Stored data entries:
════════════════════
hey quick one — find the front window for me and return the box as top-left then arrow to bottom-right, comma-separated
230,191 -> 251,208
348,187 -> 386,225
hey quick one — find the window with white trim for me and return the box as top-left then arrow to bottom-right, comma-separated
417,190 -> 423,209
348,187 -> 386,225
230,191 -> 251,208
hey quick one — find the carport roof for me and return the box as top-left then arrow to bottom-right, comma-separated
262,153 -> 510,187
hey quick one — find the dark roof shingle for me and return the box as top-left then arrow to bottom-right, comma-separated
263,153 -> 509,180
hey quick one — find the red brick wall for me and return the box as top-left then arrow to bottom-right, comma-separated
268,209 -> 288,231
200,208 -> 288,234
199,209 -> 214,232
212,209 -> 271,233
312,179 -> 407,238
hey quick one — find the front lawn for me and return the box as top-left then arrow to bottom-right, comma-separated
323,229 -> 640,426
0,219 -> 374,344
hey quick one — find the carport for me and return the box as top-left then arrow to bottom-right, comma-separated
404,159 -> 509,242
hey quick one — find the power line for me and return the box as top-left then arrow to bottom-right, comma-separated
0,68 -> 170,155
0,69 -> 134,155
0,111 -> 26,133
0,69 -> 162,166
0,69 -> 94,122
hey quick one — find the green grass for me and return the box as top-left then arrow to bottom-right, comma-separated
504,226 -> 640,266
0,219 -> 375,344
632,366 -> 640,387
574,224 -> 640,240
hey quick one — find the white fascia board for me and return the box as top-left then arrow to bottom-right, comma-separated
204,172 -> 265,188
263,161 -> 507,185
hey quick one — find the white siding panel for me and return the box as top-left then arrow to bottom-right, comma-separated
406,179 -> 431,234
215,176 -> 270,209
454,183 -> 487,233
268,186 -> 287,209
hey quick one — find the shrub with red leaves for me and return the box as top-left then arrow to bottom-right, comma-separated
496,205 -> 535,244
════════════════════
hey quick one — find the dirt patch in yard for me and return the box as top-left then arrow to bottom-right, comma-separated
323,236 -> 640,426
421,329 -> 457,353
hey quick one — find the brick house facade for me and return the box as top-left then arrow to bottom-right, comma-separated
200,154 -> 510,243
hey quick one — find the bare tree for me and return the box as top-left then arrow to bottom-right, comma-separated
════════════════════
Exercise instructions
Reproduce only the lines above spanning from the line containing "hey quick one — find the brick" through the line containing "hey quick one — find the bare", word for word.

Solution for this problem
hey quick one — find the brick house facade for me and return the box as top-left then arrow to bottom-right, comma-separated
200,154 -> 510,243
hey quick one — find the bare tree for me and return the box as top-left then arrow to bottom-right, comma-separated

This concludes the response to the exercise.